EXERCISE DIRECTIONS:
Reproduce verbatim the lines of the data from its first line through the line containing "[620,0,721,137]", both inclusive.

Data drawn from a collection
____________

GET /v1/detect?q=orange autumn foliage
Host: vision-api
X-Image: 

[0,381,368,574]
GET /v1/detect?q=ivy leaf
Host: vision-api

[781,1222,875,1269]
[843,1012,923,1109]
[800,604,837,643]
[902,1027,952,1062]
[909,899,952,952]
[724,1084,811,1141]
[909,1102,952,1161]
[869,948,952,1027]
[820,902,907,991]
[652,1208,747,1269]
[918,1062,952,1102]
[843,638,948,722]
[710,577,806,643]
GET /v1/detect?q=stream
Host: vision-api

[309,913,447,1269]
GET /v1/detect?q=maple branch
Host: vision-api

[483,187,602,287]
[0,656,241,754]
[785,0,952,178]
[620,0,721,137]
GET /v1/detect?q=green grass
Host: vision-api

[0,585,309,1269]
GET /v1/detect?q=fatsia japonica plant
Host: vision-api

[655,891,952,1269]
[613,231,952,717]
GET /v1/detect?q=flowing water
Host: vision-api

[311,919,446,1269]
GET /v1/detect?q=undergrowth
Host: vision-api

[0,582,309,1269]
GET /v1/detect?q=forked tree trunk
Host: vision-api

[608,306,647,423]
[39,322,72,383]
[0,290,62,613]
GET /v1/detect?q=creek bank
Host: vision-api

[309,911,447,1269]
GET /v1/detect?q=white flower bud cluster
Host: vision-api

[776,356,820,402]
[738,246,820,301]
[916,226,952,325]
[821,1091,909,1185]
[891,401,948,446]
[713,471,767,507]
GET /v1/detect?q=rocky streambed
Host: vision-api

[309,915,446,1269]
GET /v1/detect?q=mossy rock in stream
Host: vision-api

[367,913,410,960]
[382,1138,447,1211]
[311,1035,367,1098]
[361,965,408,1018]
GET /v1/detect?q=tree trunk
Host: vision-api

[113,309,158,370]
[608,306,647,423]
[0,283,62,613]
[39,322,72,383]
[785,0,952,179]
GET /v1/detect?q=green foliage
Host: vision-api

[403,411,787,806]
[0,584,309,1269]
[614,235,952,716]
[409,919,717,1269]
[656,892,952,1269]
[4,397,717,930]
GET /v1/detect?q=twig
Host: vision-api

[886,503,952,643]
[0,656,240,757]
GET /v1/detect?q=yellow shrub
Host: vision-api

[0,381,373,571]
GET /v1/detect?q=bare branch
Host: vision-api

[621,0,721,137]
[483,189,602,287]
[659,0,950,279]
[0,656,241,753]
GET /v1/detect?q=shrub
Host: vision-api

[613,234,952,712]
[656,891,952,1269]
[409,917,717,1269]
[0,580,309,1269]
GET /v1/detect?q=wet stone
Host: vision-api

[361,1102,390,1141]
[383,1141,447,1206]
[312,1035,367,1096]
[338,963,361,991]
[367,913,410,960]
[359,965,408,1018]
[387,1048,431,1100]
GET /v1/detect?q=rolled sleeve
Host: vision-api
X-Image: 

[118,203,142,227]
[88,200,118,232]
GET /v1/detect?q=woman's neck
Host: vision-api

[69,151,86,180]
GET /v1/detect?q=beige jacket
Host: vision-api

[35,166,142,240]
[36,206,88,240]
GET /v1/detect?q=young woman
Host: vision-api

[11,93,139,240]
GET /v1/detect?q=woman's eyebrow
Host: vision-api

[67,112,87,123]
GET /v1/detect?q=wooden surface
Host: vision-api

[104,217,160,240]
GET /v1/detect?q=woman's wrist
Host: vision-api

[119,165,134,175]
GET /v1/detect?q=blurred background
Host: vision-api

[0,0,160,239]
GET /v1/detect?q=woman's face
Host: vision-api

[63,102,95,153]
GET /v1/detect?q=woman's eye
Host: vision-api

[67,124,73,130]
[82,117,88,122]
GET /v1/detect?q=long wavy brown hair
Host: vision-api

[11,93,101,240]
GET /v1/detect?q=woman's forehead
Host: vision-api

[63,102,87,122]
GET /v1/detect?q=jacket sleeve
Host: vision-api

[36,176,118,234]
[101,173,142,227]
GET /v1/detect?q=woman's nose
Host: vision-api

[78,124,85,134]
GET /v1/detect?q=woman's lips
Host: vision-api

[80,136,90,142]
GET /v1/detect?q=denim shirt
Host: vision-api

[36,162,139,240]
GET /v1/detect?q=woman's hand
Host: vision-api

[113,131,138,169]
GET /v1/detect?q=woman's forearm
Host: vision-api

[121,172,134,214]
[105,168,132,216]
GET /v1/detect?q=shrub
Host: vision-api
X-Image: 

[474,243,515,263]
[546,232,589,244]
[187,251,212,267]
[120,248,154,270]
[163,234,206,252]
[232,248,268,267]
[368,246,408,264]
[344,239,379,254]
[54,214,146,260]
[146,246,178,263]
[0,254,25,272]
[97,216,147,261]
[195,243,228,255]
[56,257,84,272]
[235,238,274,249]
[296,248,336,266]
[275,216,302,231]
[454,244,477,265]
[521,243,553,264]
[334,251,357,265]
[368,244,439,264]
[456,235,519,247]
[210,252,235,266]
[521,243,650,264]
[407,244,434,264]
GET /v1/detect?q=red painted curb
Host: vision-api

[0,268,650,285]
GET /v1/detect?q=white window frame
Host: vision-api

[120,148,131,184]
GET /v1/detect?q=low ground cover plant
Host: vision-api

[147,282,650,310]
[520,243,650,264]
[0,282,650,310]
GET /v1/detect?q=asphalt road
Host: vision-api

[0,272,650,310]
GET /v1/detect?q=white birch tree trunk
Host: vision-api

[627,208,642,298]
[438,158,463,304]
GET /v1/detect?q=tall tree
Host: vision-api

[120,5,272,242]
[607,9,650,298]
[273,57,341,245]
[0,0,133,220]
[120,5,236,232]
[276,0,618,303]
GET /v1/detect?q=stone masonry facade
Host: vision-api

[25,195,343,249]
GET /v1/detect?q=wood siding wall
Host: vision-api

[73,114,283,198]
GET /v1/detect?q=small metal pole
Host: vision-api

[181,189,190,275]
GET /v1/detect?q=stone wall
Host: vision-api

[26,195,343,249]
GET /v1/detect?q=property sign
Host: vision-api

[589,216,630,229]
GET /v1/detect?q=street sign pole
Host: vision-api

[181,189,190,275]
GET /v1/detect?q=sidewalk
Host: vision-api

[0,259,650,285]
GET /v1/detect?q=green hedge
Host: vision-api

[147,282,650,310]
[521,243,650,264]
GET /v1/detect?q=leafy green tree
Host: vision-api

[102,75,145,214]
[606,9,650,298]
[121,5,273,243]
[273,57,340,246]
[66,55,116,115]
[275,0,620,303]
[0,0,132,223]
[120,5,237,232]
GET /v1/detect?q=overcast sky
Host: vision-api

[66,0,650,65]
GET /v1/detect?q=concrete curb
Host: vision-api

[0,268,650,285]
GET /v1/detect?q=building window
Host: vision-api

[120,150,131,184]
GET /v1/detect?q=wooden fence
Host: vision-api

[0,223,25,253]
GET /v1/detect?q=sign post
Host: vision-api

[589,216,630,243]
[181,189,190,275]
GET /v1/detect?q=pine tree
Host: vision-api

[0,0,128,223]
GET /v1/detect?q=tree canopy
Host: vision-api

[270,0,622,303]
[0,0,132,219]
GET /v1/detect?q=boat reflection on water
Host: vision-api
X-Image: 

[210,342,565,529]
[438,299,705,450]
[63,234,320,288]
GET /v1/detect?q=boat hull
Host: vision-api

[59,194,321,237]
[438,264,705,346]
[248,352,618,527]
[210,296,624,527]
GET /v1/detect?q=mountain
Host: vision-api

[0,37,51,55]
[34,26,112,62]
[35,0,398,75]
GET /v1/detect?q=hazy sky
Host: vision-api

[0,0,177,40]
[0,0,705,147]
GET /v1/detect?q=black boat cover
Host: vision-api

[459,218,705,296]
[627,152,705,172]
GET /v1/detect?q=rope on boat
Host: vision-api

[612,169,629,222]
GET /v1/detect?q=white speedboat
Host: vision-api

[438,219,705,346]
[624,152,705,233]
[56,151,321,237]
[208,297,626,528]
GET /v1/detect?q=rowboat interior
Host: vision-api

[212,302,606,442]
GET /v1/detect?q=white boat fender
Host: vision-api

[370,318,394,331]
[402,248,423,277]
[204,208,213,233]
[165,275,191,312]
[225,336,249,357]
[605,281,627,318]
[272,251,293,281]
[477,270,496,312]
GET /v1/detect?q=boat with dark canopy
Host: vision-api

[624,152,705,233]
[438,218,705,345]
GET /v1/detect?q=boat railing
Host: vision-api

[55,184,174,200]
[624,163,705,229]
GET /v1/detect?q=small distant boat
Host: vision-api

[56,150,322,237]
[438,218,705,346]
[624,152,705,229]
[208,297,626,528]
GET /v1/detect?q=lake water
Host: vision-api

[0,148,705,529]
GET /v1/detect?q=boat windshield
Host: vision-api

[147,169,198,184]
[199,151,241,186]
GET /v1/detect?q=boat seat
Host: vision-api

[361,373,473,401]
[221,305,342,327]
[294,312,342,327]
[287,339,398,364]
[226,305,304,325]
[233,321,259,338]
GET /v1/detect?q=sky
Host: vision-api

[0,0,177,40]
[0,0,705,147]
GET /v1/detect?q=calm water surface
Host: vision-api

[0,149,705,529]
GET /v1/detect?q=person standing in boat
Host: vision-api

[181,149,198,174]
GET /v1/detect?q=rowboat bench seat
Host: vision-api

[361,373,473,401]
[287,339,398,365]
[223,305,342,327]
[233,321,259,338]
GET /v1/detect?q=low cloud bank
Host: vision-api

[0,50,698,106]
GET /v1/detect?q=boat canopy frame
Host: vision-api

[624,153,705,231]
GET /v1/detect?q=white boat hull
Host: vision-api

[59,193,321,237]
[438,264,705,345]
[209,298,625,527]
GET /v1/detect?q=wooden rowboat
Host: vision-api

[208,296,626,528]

____________

RIGHT ANSWER:
GET /v1/detect?q=orange autumn foliage
Host: vision-api
X-Image: 

[0,381,368,574]
GET /v1/detect?q=ivy leaf
Host: vision-api

[781,1222,875,1269]
[843,1012,923,1109]
[800,604,837,643]
[902,1027,952,1062]
[909,899,952,952]
[724,1084,811,1141]
[909,1102,952,1161]
[869,948,952,1027]
[820,902,907,991]
[652,1208,747,1269]
[918,1062,952,1102]
[843,638,948,722]
[710,577,806,643]
GET /v1/detect?q=stream
Host: vision-api

[309,913,447,1269]
GET /v1/detect?q=maple branch
Host: vision-api

[483,187,602,287]
[0,656,241,754]
[785,0,952,178]
[620,0,721,137]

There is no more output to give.